◆ **PROVIDED MATERIAL**
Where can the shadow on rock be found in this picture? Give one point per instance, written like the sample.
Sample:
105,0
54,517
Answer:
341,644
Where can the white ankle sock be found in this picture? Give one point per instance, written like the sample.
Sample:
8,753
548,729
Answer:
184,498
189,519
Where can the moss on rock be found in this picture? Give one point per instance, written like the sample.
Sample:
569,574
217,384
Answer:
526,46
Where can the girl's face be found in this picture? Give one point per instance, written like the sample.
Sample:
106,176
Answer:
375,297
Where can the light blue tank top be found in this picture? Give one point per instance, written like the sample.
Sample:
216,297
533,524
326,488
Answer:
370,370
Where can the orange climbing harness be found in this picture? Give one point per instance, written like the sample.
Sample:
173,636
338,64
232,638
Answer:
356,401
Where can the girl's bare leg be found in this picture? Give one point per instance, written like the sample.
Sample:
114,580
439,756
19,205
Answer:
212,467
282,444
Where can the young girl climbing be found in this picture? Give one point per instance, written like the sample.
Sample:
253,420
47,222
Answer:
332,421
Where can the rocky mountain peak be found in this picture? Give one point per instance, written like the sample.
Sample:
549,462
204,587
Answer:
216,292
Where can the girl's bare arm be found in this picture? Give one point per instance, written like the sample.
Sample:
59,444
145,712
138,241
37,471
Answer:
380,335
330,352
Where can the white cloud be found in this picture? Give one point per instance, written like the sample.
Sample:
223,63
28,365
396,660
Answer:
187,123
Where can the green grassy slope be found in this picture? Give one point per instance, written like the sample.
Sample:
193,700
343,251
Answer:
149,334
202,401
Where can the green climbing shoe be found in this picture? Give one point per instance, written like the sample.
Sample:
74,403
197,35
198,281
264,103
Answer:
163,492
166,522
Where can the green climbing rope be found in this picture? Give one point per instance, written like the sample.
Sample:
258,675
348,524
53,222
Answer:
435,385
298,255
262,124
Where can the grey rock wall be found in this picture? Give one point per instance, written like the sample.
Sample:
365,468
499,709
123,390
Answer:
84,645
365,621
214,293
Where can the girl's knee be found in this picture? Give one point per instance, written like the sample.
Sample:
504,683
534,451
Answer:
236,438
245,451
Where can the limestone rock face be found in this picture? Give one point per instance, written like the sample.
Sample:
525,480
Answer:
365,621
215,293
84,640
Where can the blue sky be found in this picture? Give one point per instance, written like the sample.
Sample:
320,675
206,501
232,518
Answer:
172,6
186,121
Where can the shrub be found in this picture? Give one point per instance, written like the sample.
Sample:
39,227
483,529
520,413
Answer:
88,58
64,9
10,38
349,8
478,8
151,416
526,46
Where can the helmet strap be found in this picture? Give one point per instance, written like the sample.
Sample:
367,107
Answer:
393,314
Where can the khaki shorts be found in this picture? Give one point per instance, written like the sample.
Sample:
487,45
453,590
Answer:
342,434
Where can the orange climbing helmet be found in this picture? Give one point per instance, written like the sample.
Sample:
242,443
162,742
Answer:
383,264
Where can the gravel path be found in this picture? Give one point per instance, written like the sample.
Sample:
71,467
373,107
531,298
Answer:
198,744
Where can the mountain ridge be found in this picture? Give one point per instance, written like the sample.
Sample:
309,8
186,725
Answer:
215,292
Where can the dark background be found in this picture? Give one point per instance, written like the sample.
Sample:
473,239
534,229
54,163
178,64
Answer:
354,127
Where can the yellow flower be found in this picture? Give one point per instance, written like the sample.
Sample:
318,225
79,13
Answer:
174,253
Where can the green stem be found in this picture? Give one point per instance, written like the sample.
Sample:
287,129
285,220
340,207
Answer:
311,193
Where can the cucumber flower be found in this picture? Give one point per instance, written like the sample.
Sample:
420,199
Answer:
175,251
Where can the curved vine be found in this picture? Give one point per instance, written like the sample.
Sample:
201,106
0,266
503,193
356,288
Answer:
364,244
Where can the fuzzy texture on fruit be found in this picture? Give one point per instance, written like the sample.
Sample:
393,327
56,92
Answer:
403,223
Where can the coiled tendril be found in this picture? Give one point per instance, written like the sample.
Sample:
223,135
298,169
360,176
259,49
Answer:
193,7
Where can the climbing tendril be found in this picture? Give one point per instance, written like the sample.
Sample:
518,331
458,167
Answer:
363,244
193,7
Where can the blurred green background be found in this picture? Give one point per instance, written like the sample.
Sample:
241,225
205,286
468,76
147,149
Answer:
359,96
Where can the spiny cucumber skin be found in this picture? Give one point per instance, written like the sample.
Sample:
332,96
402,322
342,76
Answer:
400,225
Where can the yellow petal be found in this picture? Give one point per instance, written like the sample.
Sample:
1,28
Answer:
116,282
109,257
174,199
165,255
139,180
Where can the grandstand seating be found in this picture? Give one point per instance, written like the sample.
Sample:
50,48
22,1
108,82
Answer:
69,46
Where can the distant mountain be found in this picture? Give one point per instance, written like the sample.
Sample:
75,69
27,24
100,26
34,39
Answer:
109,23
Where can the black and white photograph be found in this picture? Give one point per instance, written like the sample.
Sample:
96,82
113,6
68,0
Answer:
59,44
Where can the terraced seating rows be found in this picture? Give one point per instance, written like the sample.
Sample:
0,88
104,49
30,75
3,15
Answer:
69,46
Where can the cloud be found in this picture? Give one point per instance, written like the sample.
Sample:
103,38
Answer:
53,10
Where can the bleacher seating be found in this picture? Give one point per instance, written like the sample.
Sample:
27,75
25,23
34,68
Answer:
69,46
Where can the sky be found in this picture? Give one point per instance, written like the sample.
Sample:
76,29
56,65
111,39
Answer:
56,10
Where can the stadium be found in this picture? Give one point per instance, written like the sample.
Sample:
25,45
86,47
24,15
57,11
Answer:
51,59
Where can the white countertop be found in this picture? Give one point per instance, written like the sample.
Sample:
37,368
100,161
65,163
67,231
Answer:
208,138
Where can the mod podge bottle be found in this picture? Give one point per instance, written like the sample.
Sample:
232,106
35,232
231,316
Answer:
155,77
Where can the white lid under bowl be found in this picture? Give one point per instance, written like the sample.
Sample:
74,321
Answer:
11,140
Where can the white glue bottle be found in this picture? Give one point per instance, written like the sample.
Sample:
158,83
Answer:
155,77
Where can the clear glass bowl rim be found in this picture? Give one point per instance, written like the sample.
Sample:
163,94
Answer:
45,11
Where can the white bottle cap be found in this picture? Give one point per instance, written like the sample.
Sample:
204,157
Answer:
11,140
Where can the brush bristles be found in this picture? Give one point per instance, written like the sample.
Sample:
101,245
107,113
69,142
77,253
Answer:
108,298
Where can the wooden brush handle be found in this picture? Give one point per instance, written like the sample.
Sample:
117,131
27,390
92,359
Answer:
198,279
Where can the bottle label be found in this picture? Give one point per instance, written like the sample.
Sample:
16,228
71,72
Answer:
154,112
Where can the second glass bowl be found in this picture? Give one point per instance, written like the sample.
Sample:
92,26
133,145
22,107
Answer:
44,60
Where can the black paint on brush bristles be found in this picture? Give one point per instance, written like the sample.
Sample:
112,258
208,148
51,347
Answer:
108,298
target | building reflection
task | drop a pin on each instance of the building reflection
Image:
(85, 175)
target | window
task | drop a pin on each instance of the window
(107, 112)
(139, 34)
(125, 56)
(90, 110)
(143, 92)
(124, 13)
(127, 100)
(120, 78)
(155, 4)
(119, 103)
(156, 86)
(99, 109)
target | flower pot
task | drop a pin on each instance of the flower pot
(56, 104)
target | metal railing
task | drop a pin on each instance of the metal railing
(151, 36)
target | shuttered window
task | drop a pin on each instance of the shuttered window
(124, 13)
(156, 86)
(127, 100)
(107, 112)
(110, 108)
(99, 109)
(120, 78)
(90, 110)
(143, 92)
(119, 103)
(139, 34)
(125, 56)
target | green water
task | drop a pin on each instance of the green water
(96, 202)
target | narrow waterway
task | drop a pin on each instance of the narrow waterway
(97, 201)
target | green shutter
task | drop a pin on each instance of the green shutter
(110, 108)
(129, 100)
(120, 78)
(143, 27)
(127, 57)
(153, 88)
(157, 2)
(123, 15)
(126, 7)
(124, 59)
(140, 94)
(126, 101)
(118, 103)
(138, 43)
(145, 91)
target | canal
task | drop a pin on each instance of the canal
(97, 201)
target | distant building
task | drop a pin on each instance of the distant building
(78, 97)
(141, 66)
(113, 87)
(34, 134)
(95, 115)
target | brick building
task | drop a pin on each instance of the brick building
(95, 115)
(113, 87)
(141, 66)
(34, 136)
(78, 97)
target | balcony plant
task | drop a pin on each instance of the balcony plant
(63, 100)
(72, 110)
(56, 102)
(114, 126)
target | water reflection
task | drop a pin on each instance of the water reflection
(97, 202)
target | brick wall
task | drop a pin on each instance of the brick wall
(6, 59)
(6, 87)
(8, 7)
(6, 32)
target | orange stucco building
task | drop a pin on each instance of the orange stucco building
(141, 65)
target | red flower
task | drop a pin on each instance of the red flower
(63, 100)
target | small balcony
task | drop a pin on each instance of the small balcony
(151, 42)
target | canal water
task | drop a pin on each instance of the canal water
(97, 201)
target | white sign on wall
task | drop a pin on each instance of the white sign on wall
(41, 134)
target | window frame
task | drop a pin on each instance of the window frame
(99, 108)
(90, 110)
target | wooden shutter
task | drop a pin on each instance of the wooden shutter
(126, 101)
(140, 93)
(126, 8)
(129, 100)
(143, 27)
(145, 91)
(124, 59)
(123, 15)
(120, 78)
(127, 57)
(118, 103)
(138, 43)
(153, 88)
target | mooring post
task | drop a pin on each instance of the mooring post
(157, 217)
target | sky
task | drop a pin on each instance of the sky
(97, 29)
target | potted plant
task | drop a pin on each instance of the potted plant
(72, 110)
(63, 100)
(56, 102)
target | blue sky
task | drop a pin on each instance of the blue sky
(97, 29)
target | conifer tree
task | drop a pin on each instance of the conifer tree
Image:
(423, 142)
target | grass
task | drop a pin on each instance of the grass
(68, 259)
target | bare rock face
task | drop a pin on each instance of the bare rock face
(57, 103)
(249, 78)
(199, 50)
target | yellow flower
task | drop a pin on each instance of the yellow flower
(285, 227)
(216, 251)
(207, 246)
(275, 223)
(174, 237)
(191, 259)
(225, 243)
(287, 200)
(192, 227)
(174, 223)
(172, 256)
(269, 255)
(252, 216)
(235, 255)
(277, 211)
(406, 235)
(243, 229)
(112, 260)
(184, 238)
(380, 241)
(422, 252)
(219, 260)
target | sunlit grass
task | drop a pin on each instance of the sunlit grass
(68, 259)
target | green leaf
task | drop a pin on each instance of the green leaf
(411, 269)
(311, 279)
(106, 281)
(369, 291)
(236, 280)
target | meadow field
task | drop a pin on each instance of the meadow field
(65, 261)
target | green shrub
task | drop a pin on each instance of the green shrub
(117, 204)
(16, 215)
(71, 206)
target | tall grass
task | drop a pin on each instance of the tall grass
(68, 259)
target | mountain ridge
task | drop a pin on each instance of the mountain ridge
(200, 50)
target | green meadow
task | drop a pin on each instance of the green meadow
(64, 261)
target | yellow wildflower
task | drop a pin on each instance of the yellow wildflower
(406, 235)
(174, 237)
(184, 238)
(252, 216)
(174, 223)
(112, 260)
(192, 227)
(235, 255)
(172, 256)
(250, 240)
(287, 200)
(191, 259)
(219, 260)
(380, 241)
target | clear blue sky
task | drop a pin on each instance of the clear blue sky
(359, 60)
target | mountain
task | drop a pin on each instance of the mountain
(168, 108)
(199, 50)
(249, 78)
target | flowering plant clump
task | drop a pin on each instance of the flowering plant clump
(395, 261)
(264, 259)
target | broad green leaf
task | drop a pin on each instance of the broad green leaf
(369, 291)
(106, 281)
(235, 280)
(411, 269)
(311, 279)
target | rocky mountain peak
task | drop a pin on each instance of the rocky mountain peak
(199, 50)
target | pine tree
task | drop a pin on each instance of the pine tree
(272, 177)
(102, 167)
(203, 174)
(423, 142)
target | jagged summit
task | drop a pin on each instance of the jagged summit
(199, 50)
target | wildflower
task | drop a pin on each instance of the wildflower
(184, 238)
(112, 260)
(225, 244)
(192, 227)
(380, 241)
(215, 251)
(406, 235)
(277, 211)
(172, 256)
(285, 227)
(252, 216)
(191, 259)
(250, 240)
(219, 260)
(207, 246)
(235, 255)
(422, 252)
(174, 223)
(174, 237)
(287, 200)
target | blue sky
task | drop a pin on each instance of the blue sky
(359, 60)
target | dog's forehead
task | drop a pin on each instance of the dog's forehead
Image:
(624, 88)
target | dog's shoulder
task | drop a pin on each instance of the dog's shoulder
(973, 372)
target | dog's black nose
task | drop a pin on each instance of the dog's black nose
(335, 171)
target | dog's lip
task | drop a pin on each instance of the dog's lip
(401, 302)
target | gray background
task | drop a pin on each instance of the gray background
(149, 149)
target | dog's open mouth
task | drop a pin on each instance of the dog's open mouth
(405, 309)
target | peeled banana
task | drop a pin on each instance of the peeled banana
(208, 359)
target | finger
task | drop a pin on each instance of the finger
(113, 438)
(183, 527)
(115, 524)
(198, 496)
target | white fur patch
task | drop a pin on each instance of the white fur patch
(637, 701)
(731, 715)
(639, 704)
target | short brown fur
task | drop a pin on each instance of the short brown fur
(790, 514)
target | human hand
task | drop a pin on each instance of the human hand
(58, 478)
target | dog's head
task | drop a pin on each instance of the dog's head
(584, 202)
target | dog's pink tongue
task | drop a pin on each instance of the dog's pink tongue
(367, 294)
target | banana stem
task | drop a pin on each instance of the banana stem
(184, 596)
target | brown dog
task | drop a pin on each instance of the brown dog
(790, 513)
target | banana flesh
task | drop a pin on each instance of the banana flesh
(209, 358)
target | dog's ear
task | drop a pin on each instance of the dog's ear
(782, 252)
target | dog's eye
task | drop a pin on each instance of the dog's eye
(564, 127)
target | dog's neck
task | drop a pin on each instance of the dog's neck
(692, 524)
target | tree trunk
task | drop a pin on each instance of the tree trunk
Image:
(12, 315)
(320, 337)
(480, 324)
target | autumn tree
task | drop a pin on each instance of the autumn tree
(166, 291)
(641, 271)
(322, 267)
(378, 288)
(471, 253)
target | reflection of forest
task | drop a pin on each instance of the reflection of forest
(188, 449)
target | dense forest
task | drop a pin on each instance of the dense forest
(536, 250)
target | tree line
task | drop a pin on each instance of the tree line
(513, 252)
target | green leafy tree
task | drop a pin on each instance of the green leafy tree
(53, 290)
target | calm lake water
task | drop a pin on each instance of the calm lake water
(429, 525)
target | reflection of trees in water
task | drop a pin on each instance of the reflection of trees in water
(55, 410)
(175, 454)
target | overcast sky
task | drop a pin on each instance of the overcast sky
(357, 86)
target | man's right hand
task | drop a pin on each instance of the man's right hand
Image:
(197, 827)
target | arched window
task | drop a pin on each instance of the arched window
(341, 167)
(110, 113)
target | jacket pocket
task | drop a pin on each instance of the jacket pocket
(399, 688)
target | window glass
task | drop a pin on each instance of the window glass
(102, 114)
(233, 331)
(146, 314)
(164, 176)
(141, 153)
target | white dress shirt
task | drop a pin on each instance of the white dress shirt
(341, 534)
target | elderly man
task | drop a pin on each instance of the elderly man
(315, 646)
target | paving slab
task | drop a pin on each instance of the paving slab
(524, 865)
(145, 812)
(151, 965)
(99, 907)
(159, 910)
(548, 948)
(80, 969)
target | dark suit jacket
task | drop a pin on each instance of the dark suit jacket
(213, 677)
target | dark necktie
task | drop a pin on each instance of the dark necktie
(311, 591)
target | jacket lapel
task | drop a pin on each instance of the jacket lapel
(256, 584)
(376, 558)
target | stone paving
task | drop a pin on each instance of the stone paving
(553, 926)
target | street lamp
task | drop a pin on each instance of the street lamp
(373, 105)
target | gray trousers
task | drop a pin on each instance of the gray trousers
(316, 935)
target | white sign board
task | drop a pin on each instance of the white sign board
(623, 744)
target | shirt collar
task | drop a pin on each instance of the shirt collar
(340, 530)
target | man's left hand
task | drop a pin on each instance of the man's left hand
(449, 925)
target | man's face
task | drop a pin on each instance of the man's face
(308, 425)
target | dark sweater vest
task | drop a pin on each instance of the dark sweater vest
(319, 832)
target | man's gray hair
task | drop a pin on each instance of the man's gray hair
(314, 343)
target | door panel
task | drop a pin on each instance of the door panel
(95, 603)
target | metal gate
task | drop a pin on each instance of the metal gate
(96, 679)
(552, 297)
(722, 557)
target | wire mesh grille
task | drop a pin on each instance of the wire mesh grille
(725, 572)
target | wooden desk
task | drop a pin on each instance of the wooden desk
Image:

◆ **REQUIREMENT**
Using the listing, copy every line where the word "cloud" shows up.

◆ **TASK OUTPUT**
Where can the white cloud be found in this picture? Give one point per instance, written like the sample.
Where can the cloud be found in this picture? Give one point per instance, written like the sample.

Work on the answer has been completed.